BRANO:
────────
Ah, la cosa più importante...mi mancano QUATTRO esami per laurearmi...ed i voti, per il 70%, vanno dal 26 al 30 e lode...
Sapete che vi dico? sti cazzi, io mi iscrivo a ventisette anni a psicologia, perché è quello che ho sempre voluto fare...
Una cosa mi assilla: è una scelta coraggiosa, vile o semplicemente stupida?
Mah...sta di fatto che già sono più contento!

mercoledì 5 settembre 2007

Solo per un brivido




In uno squallido ufficio, di uno squallido detective privato, in una squallida città, la vita scorre secondo piani e regole del tutto falsate rispetto a quello che voi potreste chiamare “normalità”.
La pioggia si suicida rumorosa lungo il vetro della finestra e il detective sente la metropoli come un pugno ben assestato alla bocca dello stomaco.
Il buon Jack cerca un minimo di spazio nel posacenere ormai colmo di mozziconi, ma alla fine si arrende alla necessità di ciccare sul pavimento ormai sudicio da anni.
Il fumo esce dalla bocca e crea vive figure pronte a dissolversi in un attimo. Jack si accarezza la barba poco curata e pensa che quel gioco di forme gli piace, come quando da bambino giocava con le bolle di sapone, solo che ora al suo posto c’è dell’aromatico tabacco, capace di poter bruciare ogni singola cellula sana all’interno di quei polmoni malandati.
Non un cliente da mesi: la vita a volte ti sputa in faccia e non fai in tempo ad asciugarti che già ti ha dato un bel calcio nel culo.
Mentre butta giù un sorso di fuoco e soffia aria calda vede una figura davanti alla sua porta in vetro opaco.
Non bussa, non si presenta, non sorride, entra semplicemente con fare sicuro, come un giaguaro con la preda e sbatte un bel seno tondo dritto davanti la faccia di Jack.
Lei è mora, ha i capelli che sanno di paradiso, una bocca fatta per mentire ed un profumo che renderebbe idiota anche il più arguto degli uomini.
Il silenzio diventa improvvisamente più eloquente di mille parole. Si guardano, lui riesce a fare una smorfia simile ad un sorriso, lei, lo asseconda col movimento del corpo. Leggera come l’aria muove quei tacchi alti almeno dodici centimetri attorno alla scrivania, divarica le gambe del detective e ci si pianta dritta in mezzo e, guardandolo dall’alto, con una voce profonda ma tremendamente femminile:

“Dicono che sei uno bravo, credi di esserlo abbastanza per me?”

“Tu dimmi cosa c’è da fare, ed al resto ci penso io.”

La donna a questo punto sorride beffarda, ha una strana luce negli occhi ed emana una vibrazione che ha il sapore di guai.

“Ci penso io? Non credo proprio, bello…lascia fare a me.”

L’angelo demonio si china lentamente, afferra il detective dietro la nuca e lo immobilizza con un bacio fatale. La pioggia continua la sua danza tribale sui vetri della finestra lasciando intravedere le sagome dei due, buie, illuminate da una tenue lampada da scrivania. Ora sono uniti, lei lo sovrasta decisa dall’alto, lui, asseconda il suo volere rimanendo con una mano sul bicchiere e l’altra con la sigaretta tra le dita.
Terminato l’attimo di passione la donna si volta con un fare che lo drizzerebbe anche ad un morto, solo il rumore dei tacchi a spillo l’accompagna verso l’uscita, un attimo, velocissimo e si gira sorridente e soddisfatta, come se avesse provato mille orgasmi:

“Avevano ragione…sei uno bravo, bye bye detective.”

E con un piccolo cenno della mano di fata, richiude la porta alle sue spalle e svanisce nel buio di uno sporco corridoio, lasciano lo squallido detective, in uno squallido ufficio di una squallida città, a riflettere sulle regole della vita, ma con il profumo di un angelo sulle labbra.
────────
[Voci salvate]
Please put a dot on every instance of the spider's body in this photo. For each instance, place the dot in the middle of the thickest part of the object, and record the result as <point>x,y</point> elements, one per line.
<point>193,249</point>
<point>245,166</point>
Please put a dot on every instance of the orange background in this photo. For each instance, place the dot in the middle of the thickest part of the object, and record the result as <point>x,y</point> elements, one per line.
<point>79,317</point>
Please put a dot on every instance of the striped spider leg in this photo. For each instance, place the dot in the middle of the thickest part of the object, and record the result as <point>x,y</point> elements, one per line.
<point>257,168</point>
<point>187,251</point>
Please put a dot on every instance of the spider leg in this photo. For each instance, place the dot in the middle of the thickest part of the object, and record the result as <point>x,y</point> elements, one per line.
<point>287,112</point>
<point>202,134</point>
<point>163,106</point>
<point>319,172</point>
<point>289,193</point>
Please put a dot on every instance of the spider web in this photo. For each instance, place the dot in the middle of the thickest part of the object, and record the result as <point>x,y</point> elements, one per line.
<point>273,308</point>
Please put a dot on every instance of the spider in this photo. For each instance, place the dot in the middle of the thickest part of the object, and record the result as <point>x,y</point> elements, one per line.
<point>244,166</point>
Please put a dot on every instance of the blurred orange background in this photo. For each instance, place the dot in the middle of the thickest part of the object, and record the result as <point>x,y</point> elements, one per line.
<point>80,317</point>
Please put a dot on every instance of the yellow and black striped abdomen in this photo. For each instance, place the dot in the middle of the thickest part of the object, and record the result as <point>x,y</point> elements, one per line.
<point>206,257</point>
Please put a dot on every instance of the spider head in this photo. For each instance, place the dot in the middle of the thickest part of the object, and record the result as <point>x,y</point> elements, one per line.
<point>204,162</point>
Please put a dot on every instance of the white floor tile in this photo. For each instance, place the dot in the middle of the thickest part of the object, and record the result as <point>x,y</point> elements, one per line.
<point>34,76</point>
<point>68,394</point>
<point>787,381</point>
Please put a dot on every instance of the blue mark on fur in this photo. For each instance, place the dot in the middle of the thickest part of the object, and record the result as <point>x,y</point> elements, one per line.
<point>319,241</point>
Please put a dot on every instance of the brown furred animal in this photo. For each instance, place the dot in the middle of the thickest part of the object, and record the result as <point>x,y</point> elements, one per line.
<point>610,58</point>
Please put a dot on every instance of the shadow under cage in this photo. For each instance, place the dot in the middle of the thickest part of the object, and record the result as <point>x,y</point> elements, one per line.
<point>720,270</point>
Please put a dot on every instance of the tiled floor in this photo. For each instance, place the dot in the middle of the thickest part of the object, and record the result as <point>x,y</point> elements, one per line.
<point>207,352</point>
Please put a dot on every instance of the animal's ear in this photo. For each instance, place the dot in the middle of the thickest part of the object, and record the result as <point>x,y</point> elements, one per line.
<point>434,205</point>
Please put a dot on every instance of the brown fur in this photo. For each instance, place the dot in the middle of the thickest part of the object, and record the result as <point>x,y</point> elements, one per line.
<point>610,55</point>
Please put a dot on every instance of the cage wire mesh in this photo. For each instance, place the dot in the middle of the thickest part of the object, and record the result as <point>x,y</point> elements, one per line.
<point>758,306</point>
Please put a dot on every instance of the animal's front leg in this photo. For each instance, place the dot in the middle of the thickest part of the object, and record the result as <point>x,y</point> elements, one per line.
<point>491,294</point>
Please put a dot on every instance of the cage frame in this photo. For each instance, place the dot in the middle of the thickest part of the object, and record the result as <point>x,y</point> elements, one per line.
────────
CONSEGNA: Ricopia, per favore, il brano parola per parola, cominciando da "Ah, la cosa" e terminando con "bocca dello stomaco.".

RISULTATO:
Ah, la cosa più importante...mi mancano QUATTRO esami per laurearmi...ed i voti, per il 70%, vanno dal 26 al 30 e lode...
Sapete che vi dico? sti cazzi, io mi iscrivo a ventisette anni a psicologia, perché è quello che ho sempre voluto fare...
Una cosa mi assilla: è una scelta coraggiosa, vile o semplicemente stupida?
Mah...sta di fatto che già sono più contento!

mercoledì 5 settembre 2007

Solo per un brivido




In uno squallido ufficio, di uno squallido detective privato, in una squallida città, la vita scorre secondo piani e regole del tutto falsate rispetto a quello che voi potreste chiamare “normalità”.
La pioggia si suicida rumorosa lungo il vetro della finestra e il detective sente la metropoli come un pugno ben assestato alla bocca dello stomaco.